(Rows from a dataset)
..............................

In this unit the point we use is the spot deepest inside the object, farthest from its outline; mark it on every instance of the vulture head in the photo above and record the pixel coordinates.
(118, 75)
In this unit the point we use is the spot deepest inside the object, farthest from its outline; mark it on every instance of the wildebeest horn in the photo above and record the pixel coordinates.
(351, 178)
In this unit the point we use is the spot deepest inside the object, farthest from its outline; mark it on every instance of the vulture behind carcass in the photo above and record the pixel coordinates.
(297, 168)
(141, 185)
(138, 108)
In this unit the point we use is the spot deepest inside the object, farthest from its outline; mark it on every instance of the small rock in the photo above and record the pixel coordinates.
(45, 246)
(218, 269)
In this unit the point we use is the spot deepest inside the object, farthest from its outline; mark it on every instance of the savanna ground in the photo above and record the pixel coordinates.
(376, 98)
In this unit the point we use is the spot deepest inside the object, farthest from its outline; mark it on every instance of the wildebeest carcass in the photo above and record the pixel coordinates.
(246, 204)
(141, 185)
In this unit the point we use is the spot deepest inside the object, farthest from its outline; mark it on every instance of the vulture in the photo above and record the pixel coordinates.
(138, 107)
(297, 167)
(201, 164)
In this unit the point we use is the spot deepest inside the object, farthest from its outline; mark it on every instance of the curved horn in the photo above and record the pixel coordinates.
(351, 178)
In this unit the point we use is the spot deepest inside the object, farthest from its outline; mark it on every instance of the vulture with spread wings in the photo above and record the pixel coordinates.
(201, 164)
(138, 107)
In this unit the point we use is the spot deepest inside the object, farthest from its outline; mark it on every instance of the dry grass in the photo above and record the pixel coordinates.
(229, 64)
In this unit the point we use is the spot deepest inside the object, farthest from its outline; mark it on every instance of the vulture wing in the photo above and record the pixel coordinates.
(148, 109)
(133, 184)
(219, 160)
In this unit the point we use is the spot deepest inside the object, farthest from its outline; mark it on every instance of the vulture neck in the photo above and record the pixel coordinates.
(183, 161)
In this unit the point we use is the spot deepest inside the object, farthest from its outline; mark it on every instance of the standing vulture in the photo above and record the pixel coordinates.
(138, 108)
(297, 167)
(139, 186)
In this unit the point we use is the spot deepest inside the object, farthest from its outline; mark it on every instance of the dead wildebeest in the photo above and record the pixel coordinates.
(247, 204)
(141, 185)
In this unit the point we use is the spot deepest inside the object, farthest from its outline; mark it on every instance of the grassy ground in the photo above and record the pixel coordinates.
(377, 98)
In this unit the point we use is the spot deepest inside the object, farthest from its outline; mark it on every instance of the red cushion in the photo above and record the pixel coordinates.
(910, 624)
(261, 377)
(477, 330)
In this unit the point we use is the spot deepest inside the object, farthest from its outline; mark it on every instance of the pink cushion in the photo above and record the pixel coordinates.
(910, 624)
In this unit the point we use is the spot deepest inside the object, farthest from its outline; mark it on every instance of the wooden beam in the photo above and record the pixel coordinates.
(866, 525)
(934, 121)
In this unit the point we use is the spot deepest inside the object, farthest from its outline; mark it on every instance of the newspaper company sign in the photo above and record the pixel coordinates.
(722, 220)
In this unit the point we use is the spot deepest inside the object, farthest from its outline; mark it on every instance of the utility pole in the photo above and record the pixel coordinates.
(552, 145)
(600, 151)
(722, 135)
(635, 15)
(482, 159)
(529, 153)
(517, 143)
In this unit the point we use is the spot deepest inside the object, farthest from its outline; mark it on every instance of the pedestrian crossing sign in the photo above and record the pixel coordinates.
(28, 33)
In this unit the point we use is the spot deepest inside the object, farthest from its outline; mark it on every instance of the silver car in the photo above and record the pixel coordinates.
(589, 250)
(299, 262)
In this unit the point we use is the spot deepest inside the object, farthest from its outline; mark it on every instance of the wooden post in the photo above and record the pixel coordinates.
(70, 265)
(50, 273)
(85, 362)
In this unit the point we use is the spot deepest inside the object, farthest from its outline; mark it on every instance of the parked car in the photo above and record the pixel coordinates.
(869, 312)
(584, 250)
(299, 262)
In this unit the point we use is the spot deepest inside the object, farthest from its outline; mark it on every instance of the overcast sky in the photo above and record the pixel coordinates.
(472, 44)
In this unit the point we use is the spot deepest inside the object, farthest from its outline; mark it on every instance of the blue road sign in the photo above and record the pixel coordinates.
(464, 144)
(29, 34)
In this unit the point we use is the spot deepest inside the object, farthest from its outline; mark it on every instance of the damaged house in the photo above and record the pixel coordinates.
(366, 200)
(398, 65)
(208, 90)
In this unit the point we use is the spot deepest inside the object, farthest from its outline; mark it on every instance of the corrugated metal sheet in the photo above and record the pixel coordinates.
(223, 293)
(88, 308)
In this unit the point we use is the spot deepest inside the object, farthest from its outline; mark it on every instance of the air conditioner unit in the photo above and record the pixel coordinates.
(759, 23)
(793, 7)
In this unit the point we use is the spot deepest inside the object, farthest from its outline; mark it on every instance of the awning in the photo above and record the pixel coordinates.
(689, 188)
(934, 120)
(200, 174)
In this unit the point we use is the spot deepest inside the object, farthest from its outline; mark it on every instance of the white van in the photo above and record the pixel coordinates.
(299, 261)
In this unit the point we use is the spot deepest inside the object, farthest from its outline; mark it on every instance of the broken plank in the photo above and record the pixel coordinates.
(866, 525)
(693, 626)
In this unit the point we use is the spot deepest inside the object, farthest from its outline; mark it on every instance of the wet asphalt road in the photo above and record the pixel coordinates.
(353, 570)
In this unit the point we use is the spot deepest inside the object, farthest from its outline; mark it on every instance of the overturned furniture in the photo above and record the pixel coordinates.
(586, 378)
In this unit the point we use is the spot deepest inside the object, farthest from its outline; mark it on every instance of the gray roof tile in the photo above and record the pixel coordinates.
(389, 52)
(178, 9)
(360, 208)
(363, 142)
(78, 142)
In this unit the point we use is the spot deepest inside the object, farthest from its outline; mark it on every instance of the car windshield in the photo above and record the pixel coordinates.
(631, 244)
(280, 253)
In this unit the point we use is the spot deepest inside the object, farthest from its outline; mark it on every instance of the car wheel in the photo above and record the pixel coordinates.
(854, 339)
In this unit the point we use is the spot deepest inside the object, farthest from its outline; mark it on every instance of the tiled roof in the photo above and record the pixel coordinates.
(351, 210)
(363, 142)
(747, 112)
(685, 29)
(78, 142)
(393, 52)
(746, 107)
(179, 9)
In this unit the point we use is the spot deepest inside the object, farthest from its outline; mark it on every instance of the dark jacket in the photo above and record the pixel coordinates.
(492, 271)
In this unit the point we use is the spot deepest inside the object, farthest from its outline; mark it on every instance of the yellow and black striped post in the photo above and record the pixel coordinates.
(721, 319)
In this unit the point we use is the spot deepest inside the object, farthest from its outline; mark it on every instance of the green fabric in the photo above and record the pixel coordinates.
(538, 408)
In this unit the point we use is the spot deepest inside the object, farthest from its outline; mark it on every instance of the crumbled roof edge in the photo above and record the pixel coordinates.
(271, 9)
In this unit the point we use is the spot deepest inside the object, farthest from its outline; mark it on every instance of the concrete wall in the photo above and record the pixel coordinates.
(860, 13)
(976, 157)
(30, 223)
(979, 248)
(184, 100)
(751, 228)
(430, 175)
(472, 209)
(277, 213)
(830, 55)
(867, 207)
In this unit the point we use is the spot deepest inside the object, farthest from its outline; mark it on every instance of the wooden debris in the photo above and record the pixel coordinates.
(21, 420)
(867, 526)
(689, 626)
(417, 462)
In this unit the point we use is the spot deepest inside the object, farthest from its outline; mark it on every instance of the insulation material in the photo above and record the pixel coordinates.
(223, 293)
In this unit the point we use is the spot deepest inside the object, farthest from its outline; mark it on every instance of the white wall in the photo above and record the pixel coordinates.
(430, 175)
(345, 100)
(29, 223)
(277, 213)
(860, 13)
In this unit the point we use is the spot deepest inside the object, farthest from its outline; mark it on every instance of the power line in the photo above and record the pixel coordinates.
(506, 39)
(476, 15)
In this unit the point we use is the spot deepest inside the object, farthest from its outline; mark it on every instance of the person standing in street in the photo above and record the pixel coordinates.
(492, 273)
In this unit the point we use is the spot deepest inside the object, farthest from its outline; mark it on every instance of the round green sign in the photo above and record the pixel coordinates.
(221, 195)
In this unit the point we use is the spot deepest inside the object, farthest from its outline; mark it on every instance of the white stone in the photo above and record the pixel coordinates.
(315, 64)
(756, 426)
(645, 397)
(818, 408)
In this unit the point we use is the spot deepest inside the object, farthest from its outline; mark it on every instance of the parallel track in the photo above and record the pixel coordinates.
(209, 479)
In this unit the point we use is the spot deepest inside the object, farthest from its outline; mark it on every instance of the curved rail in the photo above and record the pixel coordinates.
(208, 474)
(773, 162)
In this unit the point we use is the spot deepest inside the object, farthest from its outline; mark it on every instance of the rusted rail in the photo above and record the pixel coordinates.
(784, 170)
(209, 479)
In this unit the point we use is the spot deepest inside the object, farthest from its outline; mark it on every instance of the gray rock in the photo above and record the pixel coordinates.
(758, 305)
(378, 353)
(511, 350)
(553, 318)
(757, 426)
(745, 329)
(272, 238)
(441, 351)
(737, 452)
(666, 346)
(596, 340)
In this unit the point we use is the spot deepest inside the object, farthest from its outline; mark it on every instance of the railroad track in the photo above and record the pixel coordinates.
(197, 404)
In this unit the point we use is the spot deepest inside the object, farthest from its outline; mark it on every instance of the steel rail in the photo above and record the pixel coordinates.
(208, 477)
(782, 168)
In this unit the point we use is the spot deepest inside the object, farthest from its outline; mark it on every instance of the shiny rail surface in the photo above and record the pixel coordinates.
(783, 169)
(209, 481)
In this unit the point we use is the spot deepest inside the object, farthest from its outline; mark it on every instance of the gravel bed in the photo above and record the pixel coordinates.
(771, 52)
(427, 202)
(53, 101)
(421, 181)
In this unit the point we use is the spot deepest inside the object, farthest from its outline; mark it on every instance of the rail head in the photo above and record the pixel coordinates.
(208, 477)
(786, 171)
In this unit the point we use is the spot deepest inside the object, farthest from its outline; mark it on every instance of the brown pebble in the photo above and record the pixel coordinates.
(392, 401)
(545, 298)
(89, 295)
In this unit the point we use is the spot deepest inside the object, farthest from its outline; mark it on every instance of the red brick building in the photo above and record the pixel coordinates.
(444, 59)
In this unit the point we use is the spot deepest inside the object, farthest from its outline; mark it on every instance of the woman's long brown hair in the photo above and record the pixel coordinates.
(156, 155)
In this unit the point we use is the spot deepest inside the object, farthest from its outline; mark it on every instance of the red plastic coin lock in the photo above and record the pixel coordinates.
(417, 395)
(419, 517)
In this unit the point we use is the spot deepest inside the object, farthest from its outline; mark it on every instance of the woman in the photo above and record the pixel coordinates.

..............................

GOAL OF THE EXERCISE: Exactly reproduce the lines beginning with the one that contains "the rail head" and ending with the last line of the material, both included. Leave out everything else.

THE OUTPUT:
In this unit the point we use is the spot deepest inside the object, farthest from its outline; mark it on every instance of the rail head in the photo above and record the pixel coordinates.
(208, 477)
(786, 171)
In this unit the point we use is the spot deepest inside the object, farthest from its outline; mark it on every instance of the brown pebble in the photo above and record the pixel coordinates.
(392, 401)
(545, 298)
(89, 295)
In this unit the point we use is the spot deepest inside the object, farthest from its outline; mark it on every instance of the red brick building in the photo above and record the pixel coordinates.
(444, 59)
In this unit the point we use is the spot deepest inside the object, farthest from its outline; mark it on every instance of the woman's long brown hair in the photo above and record the pixel coordinates.
(156, 155)
In this unit the point we use is the spot deepest inside the object, farthest from its outline; mark it on every instance of the red plastic coin lock in the photo above and record the pixel coordinates.
(417, 395)
(419, 517)
In this unit the point we use is the spot deepest inside the object, farthest from its outline; mark it on every instance of the woman in the photo above and record the pixel coordinates.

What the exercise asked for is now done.